EXERCISE BRIEF:
Write out the press release on the COVID-19 data directive word for word, starting with "Joining Attorney General" and going on through "Virginia, and Washington.".

AG Ellison calls for immediate withdrawal of directive that strips CDC of control over COVID-19 data

Joins coalition of 22 AGs expressing serious concerns with new reporting structure that inhibits access to data


July 28, 2020 (SAINT PAUL) — Stressing that a new directive from the White House imperils public health and dangerously undermines transparency during the COVID-19 pandemic, Minnesota Attorney General Keith Ellison today joined a multistate effort urging the Trump Administration to immediately withdraw its new reporting structure that prohibits hospitals from reporting COVID-19 data to the Centers for Disease Control and Prevention (CDC) and instead creates a system controlled solely by the U.S. Secretary of Health & Human Services.

In a letter to U.S. Department of Health & Human Services Secretary Alex M. Azar II, Attorney General Ellison and 21 other attorneys general urge the department to restore the CDC to its rightful role as the primary authority over and source of information about the nation’s public health data.

“In the worst global pandemic in a century — when more than 4 million Americans have contracted COVID-19, more than 150,000 have died from it, and new cases are rising dramatically each day — it is unconscionable and immoral to deliberately undermine trust in the institution that is charged with sharing information transparently and guiding us in addressing the crisis. I am calling on the Trump administration to reverse course immediately,” Attorney General Ellison said.

In the letter, the attorneys general argue that the Trump Administration’s decision to bypass the CDC in this national crisis harms the nation’s ability to track and respond to the pandemic, hampers state and local public health efforts to address the crisis in their communities, risks compromising the health data of millions of Americans, and undermines public confidence in any reports about COVID-19 coming from the federal government.

The letter also points out that the CDC is the nation’s authority on infectious disease, and that state and local public health authorities and researchers rely on CDC data sources for responding to the pandemic in their communities and informing the science behind the virus. Disaggregated data provided by the CDC has also revealed the disparate impact of COVID-19 on communities of color and informed efforts to address racial and ethnic health inequities. Attorney General Ellison and the attorneys general insist that public health authorities and researchers must have access to the data they need to continue their vital work. This new reporting structure requires instead that hospital data be reported in a separate system than nursing home data, and gives sensitive information to private contractors without assurance of appropriate protections.

Attorney General Ellison and the attorneys general contend that any issues with COVID-19 data reporting, analysis, and tracking should be addressed by increasing support for the CDC and investing in its systems — not by circumventing the nation’s top public health experts.

Joining Attorney General Ellison in sending today’s letter are Massachusetts Attorney General Maura Healey, who led the coalition, and joined by the attorneys general of California, Connecticut, the District of Columbia, Delaware, Hawaii, Illinois, Iowa, Maine, Maryland, Michigan, Nevada, New Mexico, New York, North Carolina, Oregon, Pennsylvania, Rhode Island, Vermont, Virginia, and Washington.

STORED DATA:

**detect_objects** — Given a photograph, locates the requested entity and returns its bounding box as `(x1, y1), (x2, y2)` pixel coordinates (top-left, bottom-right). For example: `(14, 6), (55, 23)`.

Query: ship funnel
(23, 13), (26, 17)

RESPONSE AREA:
Joining Attorney General Ellison in sending today’s letter are Massachusetts Attorney General Maura Healey, who led the coalition, and joined by the attorneys general of California, Connecticut, the District of Columbia, Delaware, Hawaii, Illinois, Iowa, Maine, Maryland, Michigan, Nevada, New Mexico, New York, North Carolina, Oregon, Pennsylvania, Rhode Island, Vermont, Virginia, and Washington.